GUARANTY, dated as of March 2, 2007, made by FIRSTENERGY CORP., an Ohio corporation (the " Guarantor "), in favor of the Lender (as defined in the Credit Agreement referred to below).

 

PRELIMINARY STATEMENT

 

FirstEnergy Solutions Corp., an Ohio corporation (the " Borrower "), is party to a Credit Agreement, dated as of the date hereof (as amended, amended and restated, supplemented or otherwise modified from time to time, the " Credit Agreement "; the capitalized terms defined therein and not otherwise defined herein being used herein as therein defined), with the Lender. The Guarantor shall receive, directly or indirectly, all of the proceeds of the Loan under the Credit Agreement and will derive substantial direct and indirect benefits from the transactions contemplated by the Credit Agreement. After the date hereof, the Borrower shall be required to meet the debt to capitalization ratio financial covenant described in Section 5.02 of the Credit Agreement only at such time as this Guaranty shall no longer be in effect in accordance with the terms hereof.

### DATA SEGMENT
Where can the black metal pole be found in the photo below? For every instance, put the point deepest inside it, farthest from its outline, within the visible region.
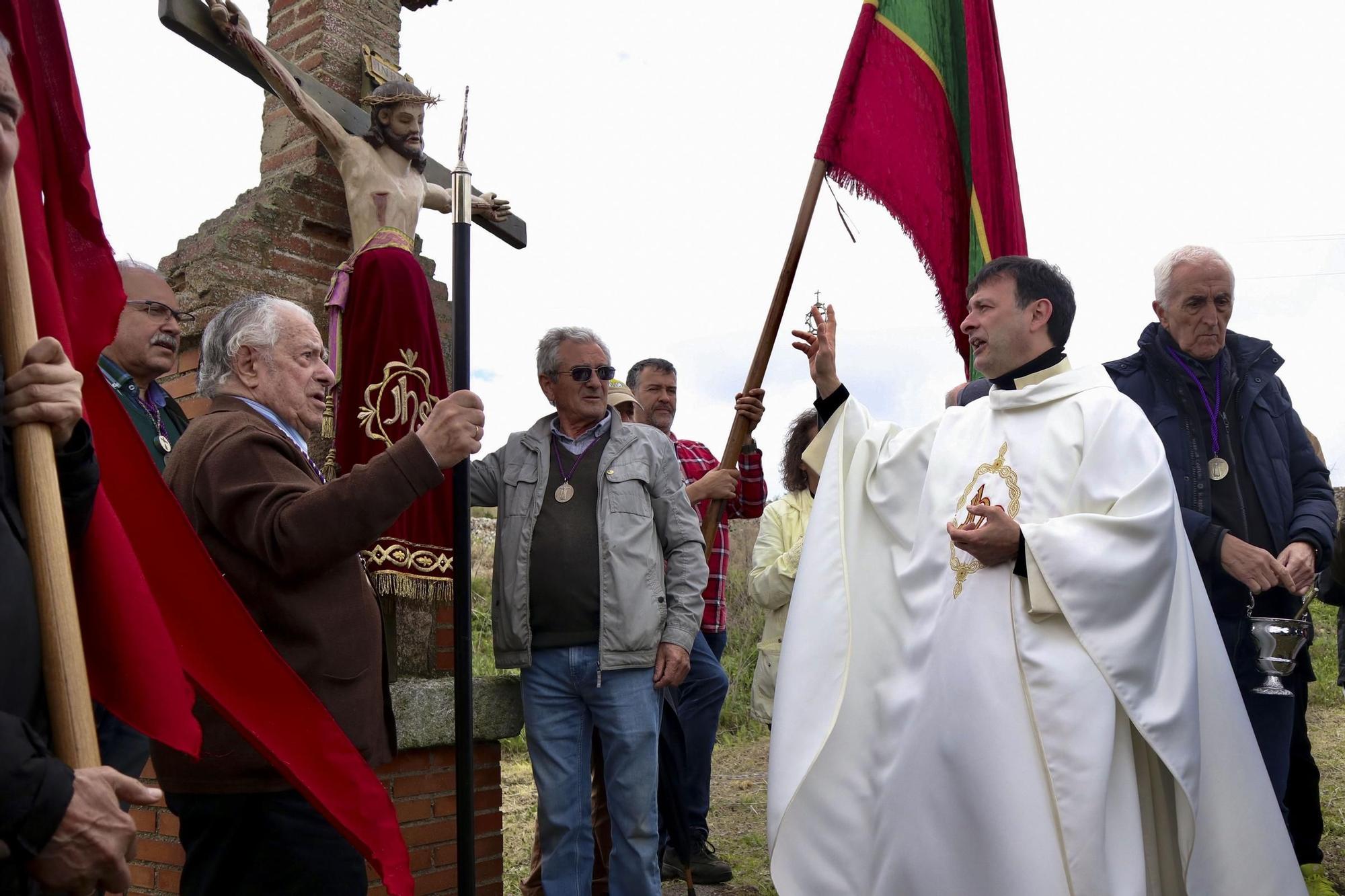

### TASK REQUIREMENTS
[1] Decide whether each statement agrees with the guaranty excerpt, answering yes or no and quoting the deciding words: (a) The Borrower is a Delaware corporation. (b) The Guarantor shall receive, directly or indirectly, all of the proceeds of the Loan. (c) The guaranty is made in favor of the Borrower.
[2] In the guaranty excerpt, which section of the Credit Agreement describes the debt to capitalization ratio financial covenant?
[3] Write out the portion of the guaranty excerpt that begins at the words "FirstEnergy Solutions Corp., an" and stops after "the terms hereof.".

### EXPECTED ANSWERS
[1]
(a) No: "FirstEnergy Solutions Corp., an Ohio corporation (the " Borrower ")"
(b) Yes: "The Guarantor shall receive, directly or indirectly, all of the proceeds of the Loan under the Credit Agreement"
(c) No: "in favor of the Lender"

[2] Section 5.02

[3]
FirstEnergy Solutions Corp., an Ohio corporation (the " Borrower "), is party to a Credit Agreement, dated as of the date hereof (as amended, amended and restated, supplemented or otherwise modified from time to time, the " Credit Agreement "; the capitalized terms defined therein and not otherwise defined herein being used herein as therein defined), with the Lender. The Guarantor shall receive, directly or indirectly, all of the proceeds of the Loan under the Credit Agreement and will derive substantial direct and indirect benefits from the transactions contemplated by the Credit Agreement. After the date hereof, the Borrower shall be required to meet the debt to capitalization ratio financial covenant described in Section 5.02 of the Credit Agreement only at such time as this Guaranty shall no longer be in effect in accordance with the terms hereof.